▶ To be done: Count the lines in the data below that contain the word "texture" and reply with that number alone.

▶ Records shown:
====
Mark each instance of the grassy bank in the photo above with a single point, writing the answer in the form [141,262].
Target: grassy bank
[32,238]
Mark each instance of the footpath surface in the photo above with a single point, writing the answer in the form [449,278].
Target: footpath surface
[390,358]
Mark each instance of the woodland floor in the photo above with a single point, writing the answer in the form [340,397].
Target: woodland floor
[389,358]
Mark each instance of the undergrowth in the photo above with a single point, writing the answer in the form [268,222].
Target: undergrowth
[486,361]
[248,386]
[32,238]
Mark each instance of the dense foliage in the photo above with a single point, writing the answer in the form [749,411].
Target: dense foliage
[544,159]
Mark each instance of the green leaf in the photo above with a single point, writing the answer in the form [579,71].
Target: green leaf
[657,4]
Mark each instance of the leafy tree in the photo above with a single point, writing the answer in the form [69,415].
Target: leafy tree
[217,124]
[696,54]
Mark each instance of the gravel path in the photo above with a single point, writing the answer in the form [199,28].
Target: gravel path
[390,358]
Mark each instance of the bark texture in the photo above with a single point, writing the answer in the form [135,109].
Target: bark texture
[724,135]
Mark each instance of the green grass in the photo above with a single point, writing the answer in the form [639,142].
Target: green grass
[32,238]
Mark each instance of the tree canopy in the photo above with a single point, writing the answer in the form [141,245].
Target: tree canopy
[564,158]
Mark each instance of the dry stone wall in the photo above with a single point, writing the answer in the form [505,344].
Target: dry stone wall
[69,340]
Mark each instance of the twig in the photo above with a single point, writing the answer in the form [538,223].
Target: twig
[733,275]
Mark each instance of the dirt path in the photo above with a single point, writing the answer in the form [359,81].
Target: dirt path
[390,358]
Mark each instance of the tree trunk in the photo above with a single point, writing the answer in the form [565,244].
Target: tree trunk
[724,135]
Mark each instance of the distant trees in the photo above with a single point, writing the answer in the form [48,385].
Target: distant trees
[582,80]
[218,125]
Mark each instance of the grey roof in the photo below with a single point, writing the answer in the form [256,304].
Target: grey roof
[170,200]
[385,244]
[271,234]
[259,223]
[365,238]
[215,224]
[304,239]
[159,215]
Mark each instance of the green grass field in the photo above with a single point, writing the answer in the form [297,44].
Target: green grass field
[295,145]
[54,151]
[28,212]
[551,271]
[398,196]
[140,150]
====
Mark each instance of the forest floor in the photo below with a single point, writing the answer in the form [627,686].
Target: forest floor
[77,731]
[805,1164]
====
▶ Final result: 2